◆ **Written instruction**: From the listing below, copy each line that contains the word "trailer".

◆ **Listing of named-object points**:
○ ○ ○ ○ ○ ○ ○

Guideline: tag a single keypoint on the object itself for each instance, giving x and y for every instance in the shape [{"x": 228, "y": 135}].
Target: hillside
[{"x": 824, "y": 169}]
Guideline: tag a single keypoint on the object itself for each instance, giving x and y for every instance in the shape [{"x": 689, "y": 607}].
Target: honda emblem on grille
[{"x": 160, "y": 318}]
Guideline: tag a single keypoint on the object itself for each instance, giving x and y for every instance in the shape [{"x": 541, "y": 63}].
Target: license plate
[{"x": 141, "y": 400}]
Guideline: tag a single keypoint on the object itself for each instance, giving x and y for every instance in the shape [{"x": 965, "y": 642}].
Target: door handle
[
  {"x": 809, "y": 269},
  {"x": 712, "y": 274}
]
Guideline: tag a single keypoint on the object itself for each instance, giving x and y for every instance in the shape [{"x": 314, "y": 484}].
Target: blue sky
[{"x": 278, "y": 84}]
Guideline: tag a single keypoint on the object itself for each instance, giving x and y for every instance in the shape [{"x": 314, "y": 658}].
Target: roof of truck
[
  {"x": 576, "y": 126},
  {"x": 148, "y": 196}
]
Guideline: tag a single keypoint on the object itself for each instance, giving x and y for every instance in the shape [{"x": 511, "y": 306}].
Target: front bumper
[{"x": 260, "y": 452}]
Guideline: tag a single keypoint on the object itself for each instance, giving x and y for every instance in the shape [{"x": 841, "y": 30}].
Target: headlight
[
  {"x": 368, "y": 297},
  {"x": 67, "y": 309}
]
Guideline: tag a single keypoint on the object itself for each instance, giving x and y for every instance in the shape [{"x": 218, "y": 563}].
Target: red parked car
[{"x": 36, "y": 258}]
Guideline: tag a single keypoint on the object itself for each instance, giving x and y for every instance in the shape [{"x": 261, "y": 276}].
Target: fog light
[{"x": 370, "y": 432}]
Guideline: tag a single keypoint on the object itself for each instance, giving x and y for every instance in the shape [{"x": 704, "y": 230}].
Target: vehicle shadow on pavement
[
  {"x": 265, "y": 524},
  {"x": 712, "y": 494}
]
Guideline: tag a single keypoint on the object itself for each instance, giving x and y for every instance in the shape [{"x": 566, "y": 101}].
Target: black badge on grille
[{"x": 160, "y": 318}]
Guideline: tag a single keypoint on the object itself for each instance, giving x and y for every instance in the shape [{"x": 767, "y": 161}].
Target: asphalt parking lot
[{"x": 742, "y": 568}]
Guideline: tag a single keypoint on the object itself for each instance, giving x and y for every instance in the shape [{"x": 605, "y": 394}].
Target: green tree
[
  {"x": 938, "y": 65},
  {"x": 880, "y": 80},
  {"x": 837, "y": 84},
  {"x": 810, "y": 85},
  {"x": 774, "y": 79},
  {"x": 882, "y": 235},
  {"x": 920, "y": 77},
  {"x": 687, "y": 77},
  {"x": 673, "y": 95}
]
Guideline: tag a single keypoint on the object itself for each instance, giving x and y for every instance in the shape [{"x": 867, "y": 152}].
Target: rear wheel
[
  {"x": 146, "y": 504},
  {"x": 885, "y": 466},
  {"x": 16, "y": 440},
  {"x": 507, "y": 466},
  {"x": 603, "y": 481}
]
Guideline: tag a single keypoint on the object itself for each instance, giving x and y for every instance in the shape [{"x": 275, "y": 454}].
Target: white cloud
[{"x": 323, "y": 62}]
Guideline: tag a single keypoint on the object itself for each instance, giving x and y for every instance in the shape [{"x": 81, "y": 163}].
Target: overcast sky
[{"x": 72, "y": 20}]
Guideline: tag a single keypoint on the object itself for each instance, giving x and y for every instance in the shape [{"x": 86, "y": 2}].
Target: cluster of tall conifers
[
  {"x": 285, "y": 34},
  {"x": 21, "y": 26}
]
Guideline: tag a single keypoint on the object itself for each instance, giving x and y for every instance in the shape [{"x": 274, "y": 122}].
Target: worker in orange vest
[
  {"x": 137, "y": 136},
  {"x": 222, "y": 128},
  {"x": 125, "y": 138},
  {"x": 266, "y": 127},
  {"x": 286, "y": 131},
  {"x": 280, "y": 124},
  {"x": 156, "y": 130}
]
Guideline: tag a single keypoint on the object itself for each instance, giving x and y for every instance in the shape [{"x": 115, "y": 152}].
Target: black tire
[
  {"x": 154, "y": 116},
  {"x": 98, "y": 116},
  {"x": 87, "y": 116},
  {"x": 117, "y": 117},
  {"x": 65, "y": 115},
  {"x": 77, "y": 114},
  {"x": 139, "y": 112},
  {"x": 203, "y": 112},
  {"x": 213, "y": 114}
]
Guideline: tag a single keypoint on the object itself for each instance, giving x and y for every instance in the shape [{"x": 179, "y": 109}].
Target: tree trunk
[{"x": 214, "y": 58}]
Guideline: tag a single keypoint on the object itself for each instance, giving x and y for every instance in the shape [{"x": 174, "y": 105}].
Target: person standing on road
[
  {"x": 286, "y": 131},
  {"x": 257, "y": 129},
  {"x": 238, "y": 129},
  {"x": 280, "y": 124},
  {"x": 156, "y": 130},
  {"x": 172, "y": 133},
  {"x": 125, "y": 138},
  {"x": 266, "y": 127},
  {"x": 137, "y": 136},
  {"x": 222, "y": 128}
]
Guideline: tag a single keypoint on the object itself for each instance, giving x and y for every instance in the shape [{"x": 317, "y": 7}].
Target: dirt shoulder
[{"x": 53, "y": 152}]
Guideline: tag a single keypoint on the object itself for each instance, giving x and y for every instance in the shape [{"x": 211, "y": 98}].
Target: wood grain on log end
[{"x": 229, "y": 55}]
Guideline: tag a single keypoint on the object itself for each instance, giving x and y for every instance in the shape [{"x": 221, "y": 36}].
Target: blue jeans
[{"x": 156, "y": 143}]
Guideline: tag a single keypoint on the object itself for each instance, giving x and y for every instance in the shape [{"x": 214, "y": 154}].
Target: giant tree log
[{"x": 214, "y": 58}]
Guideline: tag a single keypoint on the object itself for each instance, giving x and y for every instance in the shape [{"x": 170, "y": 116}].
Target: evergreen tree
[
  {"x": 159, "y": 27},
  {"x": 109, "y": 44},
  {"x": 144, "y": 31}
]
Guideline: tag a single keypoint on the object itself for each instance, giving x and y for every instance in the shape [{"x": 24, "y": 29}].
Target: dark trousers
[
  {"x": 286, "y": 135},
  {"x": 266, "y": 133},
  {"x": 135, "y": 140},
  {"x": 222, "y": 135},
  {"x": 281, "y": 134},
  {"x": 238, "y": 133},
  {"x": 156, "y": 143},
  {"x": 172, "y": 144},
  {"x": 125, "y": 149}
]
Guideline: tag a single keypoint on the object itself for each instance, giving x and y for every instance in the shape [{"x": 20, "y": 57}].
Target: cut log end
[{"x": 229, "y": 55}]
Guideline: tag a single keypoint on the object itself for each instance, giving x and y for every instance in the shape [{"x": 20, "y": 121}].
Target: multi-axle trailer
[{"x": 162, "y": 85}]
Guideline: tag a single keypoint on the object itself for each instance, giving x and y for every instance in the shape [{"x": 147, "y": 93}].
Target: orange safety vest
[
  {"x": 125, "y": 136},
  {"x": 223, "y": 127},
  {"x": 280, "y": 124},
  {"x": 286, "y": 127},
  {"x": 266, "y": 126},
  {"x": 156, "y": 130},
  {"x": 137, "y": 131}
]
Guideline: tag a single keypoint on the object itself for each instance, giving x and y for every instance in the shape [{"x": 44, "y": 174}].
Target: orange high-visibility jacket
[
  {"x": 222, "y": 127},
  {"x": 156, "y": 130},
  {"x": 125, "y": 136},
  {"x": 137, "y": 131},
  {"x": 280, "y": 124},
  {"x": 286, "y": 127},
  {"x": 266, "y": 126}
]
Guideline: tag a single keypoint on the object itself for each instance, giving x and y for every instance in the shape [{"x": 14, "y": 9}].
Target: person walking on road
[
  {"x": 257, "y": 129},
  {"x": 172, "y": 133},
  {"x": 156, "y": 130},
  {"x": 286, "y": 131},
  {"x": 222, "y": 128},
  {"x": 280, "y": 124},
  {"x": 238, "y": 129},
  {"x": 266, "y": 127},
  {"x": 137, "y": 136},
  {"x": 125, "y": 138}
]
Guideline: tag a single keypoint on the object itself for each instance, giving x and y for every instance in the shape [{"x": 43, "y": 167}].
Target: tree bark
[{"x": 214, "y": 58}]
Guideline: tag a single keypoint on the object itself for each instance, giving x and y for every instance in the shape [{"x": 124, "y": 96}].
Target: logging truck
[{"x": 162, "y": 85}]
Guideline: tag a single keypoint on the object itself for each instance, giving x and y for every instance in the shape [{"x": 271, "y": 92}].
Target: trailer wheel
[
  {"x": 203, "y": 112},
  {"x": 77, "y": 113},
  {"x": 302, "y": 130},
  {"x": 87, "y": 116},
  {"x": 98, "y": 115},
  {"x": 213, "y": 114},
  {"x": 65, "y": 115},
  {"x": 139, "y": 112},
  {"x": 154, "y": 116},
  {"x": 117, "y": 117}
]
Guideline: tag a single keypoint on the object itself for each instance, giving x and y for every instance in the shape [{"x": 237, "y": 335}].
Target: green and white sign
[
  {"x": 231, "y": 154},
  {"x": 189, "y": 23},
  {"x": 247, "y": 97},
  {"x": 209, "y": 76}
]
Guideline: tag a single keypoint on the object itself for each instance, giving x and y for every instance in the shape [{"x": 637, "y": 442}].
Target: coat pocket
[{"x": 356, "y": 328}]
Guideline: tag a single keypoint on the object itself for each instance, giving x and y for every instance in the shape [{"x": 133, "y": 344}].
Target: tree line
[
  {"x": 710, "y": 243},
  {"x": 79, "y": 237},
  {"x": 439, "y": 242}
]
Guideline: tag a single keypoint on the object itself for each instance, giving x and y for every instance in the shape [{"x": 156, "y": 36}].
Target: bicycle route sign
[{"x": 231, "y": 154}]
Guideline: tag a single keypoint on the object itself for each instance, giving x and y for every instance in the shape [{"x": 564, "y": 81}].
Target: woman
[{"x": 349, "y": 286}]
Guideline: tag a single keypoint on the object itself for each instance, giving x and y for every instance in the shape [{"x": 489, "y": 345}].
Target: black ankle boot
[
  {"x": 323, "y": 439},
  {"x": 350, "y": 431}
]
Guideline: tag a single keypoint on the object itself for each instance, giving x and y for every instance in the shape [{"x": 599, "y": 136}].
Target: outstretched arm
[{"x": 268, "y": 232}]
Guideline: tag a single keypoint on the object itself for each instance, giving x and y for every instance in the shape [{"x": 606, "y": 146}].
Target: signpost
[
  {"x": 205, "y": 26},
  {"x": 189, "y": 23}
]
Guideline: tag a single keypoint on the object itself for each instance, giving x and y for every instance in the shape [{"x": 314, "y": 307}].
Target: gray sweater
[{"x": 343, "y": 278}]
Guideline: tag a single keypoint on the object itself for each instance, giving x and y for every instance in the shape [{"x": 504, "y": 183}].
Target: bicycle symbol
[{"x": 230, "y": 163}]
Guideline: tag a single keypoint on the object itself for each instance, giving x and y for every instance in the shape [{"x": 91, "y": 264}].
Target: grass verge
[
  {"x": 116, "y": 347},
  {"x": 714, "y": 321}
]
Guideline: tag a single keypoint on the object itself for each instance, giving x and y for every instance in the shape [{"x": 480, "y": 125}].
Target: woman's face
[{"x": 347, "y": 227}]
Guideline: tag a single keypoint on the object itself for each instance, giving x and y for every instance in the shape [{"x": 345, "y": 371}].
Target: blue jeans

○ ○ ○ ○ ○ ○ ○

◆ **Answer**:
Target: multi-axle trailer
Target: trailer wheel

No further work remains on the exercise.